## Task item
Your answer must be the listing repeated word for word, without its pictures.

## Records provided
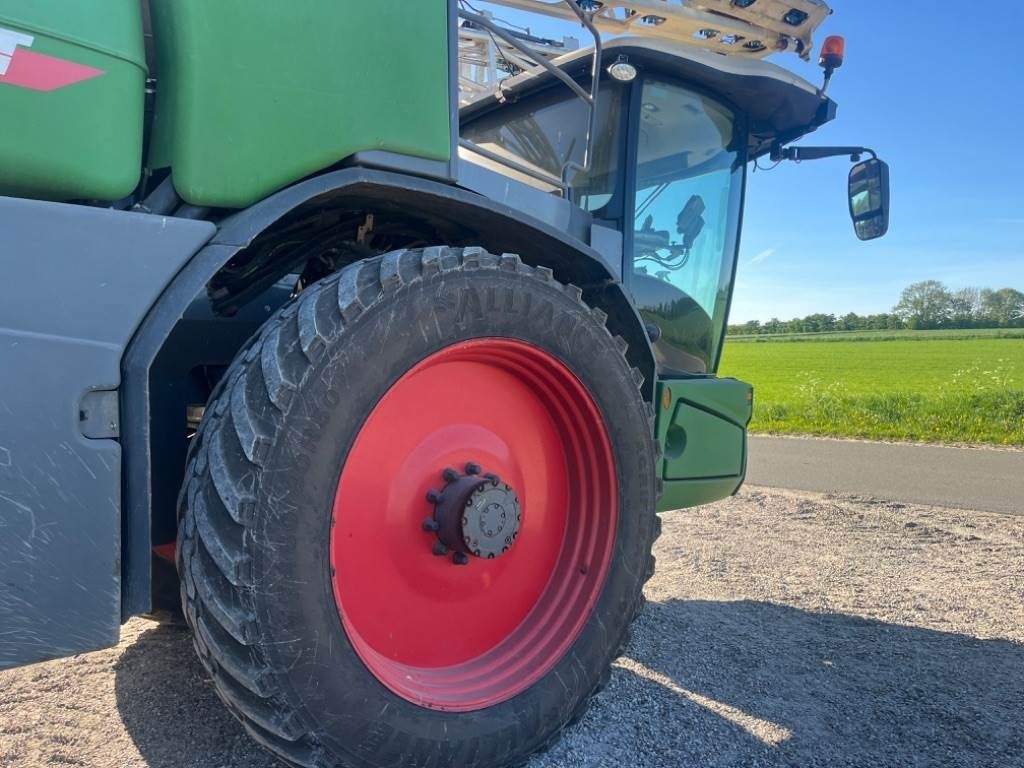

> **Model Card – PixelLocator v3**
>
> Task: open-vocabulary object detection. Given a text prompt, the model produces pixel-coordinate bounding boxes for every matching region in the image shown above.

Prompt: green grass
[719,334,1024,446]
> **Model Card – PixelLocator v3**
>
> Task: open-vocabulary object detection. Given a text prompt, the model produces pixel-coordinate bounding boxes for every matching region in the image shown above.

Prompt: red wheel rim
[330,339,618,711]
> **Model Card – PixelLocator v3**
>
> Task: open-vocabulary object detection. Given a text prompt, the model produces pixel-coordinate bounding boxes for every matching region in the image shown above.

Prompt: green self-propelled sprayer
[0,1,887,765]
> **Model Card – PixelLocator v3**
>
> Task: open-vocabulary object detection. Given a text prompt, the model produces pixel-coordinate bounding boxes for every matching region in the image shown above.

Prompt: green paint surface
[720,336,1024,445]
[0,0,144,200]
[148,0,452,207]
[656,376,752,513]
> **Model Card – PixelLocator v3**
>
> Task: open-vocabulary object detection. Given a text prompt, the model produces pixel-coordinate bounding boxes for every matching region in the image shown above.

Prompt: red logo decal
[0,47,104,91]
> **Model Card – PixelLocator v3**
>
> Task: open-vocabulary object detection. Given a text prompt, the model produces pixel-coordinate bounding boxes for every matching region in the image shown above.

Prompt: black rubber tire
[177,247,660,768]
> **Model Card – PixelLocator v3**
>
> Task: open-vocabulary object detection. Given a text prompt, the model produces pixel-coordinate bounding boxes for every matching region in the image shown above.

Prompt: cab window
[629,80,745,374]
[461,83,625,212]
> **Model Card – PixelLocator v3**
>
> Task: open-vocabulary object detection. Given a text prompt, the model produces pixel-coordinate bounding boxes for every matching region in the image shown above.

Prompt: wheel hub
[331,338,618,710]
[423,463,522,565]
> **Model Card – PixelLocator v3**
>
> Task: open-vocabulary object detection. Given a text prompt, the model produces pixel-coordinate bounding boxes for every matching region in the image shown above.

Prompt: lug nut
[432,542,449,557]
[453,552,470,566]
[422,518,440,532]
[465,462,482,475]
[443,467,459,482]
[484,472,500,484]
[426,489,441,504]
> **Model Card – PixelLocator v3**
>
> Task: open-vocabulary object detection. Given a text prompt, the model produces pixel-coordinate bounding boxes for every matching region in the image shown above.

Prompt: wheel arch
[122,167,655,619]
[212,167,654,394]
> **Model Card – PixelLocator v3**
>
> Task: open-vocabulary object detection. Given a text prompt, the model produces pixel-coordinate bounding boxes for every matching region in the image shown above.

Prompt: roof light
[819,35,845,70]
[818,35,845,95]
[783,9,809,26]
[607,57,638,82]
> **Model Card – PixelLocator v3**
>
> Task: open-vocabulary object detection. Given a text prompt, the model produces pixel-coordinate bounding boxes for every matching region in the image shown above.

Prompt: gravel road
[2,488,1022,768]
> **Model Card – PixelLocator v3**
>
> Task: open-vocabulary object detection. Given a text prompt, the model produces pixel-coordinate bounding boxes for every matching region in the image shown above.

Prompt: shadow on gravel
[114,604,1024,768]
[114,623,284,768]
[602,600,1024,768]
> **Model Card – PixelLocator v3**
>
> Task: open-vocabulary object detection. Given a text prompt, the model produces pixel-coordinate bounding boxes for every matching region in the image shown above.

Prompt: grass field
[719,331,1024,446]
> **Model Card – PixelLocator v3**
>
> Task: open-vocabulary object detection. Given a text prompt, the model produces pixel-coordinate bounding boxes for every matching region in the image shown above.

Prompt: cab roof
[461,36,837,160]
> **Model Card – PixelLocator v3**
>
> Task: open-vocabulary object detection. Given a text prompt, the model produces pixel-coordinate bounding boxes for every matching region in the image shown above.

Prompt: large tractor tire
[178,247,660,768]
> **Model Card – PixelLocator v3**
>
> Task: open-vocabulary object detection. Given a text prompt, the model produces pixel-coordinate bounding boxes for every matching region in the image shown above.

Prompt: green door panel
[655,377,752,512]
[148,0,453,208]
[663,404,744,480]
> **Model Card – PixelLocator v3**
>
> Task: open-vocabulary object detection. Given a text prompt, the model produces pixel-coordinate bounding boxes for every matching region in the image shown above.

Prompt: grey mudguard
[0,197,214,669]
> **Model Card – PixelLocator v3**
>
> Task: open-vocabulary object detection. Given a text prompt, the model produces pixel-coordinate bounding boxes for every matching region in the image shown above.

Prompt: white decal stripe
[0,26,35,76]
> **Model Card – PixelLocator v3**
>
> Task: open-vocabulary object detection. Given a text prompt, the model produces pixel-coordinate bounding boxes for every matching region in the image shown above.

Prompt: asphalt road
[747,435,1024,515]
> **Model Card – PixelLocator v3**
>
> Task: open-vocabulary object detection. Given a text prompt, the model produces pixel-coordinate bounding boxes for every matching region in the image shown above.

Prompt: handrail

## Finished exercise
> **Model Card – PixelLocator v3**
>
> Task: open-vocabulary object detection. Given a text prompt, the model produces pixel-coordinate bounding boxes for every matching region in the image shown above.

Prompt: green grass
[719,334,1024,446]
> **Model Card – PixelLocator v3**
>
> Task: open-vocabulary object detection. Given a text prompt, the model produces pixel-coordinate bounding boxes for every matching region in the image shown above.

Prompt: red wheel rim
[330,339,618,711]
> **Model Card – PixelLocator v3**
>
> Task: open-vocabulary object detection. Given a text prompt, the model produces pixel-coordinate bounding boxes for every matching region in the image shown above.

Prompt: green self-propelled sprayer
[0,1,887,765]
> **Model Card – PixelLocator v3**
>
> Task: open-vocabulary object detection. Given a text prompt, the model produces pixel-coordinate bounding boxes for every matching region in the image shown above.

Prompt: green paint surface
[720,336,1024,445]
[0,0,144,200]
[148,0,452,207]
[656,376,752,513]
> **Model Card – PixelLocator v3**
>
> Task: open-vocabulary object detection. Given a text prompt, the model produces pixel-coordinate bounding boxes for every matching region in the image shown above.

Prompt: red logo decal
[0,47,104,91]
> **Model Card – PixelLocator v3**
>
> Task: open-vocabulary object detection. Given a text prompt, the model produces pixel-coordinate bounding boxes for every matching region in the image shown above.

Prompt: black rubber tire
[177,247,660,768]
> **Model Card – PixelLocator v3**
>
> Task: open-vocabulary object detection. Given a text prompt, the model produces pixel-coordinate bounding boxes for every matching region in the image shown above.

Prompt: cab window
[629,80,745,374]
[461,83,625,212]
> **Model Card – PixelLocator v3**
>
> Task: open-vocabulary object detection. Given a text prompt, the model produces pixel-coordinate bounding boxes for every matching region in the image shown above.

Prompt: wheel hub
[331,338,618,710]
[423,463,522,565]
> **Model Card – PixelLocator v3**
>
> Task: open-vocabulary object detection. Given a text prompt, the model produces pixel-coordinate bounding boxes for every matching region in the image shown above.

Prompt: lug nut
[432,542,449,557]
[453,552,470,566]
[422,518,440,532]
[465,462,482,475]
[443,467,459,482]
[484,472,500,484]
[426,489,441,504]
> **Model Card – PixelLocator v3**
>
> Task: open-vocabulary object detection. Given a text prompt, the model produces pixel-coordinate bounding boxes for every matching region in the image shown above.

Prompt: wheel arch
[122,167,655,619]
[212,167,654,394]
> **Model Card – PixelLocator v3**
>
> Task: open-vocabulary object detection. Given a text prompt, the model produces pixel-coordinate bounding boxes for every matching region in the image shown above.

Prompt: roof light
[819,35,845,70]
[818,35,845,95]
[783,9,809,26]
[607,57,638,82]
> **Model Card – PixelLocator v3**
>
> Task: open-vocabulary object detection. Given a text prompt, the model produces pixel-coordinate bounding boxes for every matching region in the image shown above.

Prompt: gravel road
[2,488,1022,768]
> **Model Card – PixelLocator v3**
>
> Task: open-vocabulary object detection. Given a text prompt, the model produces pixel-coordinate bounding boxes for every matching region in the image shown above.

Prompt: shadow on gravel
[114,604,1024,768]
[114,623,284,768]
[602,600,1024,768]
> **Model Card – PixelLocator v3**
>
> Task: open-vocabulary object detection. Given a text prompt, the model produces pixel-coordinate bounding boxes for every matching region in the image shown above.

Prompt: grass field
[719,331,1024,446]
> **Model Card – PixelLocator v3**
>
> Task: open-vocabulary object detection. Given a text prompt, the model produces pixel-coordinate bounding boxes for every matching region in the image shown above.

Prompt: cab roof
[461,36,837,160]
> **Model Card – PixelLocator v3**
>
> Task: open-vocabulary object detection. Given a text prompt, the model produces pixel-coordinate bounding boxes for every matching region in the image shown above.

Prompt: large tractor tire
[178,247,660,768]
> **Model Card – PixelLocator v3**
>
> Task: open-vocabulary object detection. Given a text prompt, the model produces pixel-coordinate bounding boxes for every matching region in the image shown above.

Prompt: green door panel
[655,377,752,512]
[148,0,453,208]
[663,404,744,480]
> **Model Card – PixelLocator v3**
>
> Task: open-vocabulary object detection. Given a text prompt, the model produces pixel-coordinate bounding boxes for every matching region in the image shown above.

Prompt: grey mudguard
[0,197,214,669]
> **Model Card – PixelLocator v3**
>
> Task: open-vocabulary object detection. Given a text prompt, the model produces pixel-coordinate bounding boxes for every matching region in the image shown above.

Prompt: white decal stripe
[0,26,35,76]
> **Model Card – PixelLocator v3**
>
> Task: open-vocabulary object detection. Given a text prompt, the model produces pixel-coordinate bounding boxes for every matching region in the image shown above.

Prompt: asphalt road
[747,435,1024,515]
> **Model Card – PixelLocator v3**
>
> Task: open-vocabulary object detection. Given a text prompt, the model produces pixel-coordinate bounding boxes for every matching region in the image shown above.

Prompt: handrail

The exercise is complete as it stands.